● **Task goal**: Reproduce the items verbatim, starting with the very first line and ending with the line that contains "point(263, 106)", including that line.

● **Collected data entries**:
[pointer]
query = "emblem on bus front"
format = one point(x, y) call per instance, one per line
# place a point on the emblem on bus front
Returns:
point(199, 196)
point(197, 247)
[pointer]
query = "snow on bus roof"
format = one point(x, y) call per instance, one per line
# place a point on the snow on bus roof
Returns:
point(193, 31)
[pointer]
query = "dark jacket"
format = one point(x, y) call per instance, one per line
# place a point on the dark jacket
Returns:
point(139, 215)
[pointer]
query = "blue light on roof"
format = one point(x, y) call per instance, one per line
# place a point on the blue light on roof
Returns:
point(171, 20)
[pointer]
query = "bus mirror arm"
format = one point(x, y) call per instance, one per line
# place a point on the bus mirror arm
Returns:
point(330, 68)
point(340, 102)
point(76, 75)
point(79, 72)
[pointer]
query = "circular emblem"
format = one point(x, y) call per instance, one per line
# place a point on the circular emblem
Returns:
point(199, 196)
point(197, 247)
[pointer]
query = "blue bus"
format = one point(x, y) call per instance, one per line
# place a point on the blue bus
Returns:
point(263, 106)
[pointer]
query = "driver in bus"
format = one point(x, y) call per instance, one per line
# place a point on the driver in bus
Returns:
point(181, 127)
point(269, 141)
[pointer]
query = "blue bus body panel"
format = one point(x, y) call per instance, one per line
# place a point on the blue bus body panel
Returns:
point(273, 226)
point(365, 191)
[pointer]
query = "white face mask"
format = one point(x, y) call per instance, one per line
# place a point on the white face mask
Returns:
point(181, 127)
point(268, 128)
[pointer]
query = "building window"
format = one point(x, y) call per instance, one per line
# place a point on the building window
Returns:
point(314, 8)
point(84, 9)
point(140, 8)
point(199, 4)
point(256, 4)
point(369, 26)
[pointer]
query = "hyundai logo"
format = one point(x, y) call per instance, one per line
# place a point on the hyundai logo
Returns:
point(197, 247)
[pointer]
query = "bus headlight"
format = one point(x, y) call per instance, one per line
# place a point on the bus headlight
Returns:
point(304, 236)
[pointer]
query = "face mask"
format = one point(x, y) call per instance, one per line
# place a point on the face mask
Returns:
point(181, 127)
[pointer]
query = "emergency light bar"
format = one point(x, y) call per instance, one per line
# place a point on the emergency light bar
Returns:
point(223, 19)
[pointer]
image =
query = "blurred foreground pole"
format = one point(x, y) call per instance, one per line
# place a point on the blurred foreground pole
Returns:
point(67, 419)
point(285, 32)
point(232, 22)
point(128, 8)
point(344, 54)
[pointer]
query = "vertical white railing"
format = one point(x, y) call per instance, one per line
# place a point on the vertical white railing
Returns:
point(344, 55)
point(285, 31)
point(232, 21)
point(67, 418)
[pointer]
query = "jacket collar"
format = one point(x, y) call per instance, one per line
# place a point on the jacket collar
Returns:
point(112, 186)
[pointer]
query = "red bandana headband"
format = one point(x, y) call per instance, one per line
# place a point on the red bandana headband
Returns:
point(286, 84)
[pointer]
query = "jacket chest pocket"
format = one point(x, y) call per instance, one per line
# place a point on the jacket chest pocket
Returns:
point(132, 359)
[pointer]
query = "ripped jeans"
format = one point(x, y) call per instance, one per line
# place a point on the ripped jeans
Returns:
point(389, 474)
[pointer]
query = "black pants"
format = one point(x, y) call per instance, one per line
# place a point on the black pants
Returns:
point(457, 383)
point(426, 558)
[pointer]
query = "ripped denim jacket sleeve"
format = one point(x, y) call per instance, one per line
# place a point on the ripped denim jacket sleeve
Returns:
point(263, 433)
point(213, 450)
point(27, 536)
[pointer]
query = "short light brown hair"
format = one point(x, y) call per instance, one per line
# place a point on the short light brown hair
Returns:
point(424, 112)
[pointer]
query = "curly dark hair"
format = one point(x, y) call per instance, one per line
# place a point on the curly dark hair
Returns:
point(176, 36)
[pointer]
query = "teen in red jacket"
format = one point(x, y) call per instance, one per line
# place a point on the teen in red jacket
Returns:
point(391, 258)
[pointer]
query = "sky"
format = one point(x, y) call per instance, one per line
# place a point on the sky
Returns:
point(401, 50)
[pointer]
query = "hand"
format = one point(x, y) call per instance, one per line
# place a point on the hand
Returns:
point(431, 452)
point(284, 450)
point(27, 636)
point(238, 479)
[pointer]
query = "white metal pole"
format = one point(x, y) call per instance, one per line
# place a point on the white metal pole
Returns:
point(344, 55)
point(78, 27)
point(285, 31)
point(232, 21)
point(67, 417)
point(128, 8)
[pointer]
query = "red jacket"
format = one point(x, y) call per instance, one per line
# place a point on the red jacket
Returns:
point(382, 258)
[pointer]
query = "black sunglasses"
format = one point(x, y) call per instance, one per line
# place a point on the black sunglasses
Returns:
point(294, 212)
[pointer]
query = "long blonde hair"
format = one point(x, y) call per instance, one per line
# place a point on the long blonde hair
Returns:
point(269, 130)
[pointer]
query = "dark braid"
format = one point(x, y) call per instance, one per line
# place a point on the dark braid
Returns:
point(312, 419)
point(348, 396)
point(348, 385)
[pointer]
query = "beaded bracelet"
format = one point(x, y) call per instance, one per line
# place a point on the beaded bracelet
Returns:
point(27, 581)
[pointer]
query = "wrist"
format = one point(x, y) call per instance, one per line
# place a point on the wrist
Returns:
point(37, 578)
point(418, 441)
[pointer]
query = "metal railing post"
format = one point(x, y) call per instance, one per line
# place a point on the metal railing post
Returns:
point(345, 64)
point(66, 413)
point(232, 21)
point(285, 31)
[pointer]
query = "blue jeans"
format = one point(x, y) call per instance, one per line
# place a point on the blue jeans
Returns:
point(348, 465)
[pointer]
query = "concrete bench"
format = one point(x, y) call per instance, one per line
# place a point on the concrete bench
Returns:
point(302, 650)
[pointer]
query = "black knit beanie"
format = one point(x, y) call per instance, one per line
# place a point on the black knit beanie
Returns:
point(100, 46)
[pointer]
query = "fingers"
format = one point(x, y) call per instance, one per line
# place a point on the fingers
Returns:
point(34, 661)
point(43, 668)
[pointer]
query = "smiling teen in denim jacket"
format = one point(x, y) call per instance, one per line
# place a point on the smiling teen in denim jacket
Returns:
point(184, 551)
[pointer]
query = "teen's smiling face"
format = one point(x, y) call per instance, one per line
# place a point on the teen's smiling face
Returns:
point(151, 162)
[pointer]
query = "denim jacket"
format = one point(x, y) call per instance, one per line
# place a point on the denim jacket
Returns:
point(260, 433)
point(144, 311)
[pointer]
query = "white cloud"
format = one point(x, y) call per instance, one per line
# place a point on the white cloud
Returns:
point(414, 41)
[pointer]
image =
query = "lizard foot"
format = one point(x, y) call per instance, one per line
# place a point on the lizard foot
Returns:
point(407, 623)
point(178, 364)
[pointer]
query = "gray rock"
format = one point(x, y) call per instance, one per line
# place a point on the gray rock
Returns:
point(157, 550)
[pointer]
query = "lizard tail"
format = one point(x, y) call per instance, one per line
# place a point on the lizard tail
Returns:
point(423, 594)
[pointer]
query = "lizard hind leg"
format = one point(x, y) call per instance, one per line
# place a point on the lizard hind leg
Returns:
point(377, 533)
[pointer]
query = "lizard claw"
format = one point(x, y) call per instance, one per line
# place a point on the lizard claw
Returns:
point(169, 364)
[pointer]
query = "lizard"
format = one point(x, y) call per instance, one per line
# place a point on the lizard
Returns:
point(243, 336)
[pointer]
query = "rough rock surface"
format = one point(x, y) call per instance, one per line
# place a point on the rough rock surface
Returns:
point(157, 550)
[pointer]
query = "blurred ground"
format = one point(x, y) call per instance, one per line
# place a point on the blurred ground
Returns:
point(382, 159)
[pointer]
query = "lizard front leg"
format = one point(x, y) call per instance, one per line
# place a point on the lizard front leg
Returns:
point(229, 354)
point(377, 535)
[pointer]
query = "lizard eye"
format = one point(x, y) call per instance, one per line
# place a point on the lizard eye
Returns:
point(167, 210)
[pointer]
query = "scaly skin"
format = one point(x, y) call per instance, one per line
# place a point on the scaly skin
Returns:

● **The result**:
[pointer]
query = "emblem on bus front"
format = one point(x, y) call per instance, one per line
# place a point on the emblem on bus front
Returns:
point(199, 196)
point(197, 247)
[pointer]
query = "snow on bus roof"
format = one point(x, y) call per instance, one per line
# place a point on the snow on bus roof
Returns:
point(193, 31)
[pointer]
query = "dark jacket"
format = one point(x, y) call per instance, one per line
# place a point on the dark jacket
Returns:
point(139, 215)
[pointer]
query = "blue light on roof"
format = one point(x, y) call per instance, one per line
# place a point on the blue light on roof
Returns:
point(171, 20)
[pointer]
query = "bus mirror arm"
format = one point(x, y) call per instance, one per line
# place a point on the bus mirror arm
Returns:
point(330, 68)
point(340, 102)
point(76, 75)
point(79, 72)
[pointer]
query = "circular emblem"
format = one point(x, y) call per instance, one per line
# place a point on the circular emblem
Returns:
point(199, 196)
point(197, 247)
[pointer]
query = "blue bus"
format = one point(x, y) call per instance, one per line
# place a point on the blue bus
Returns:
point(263, 106)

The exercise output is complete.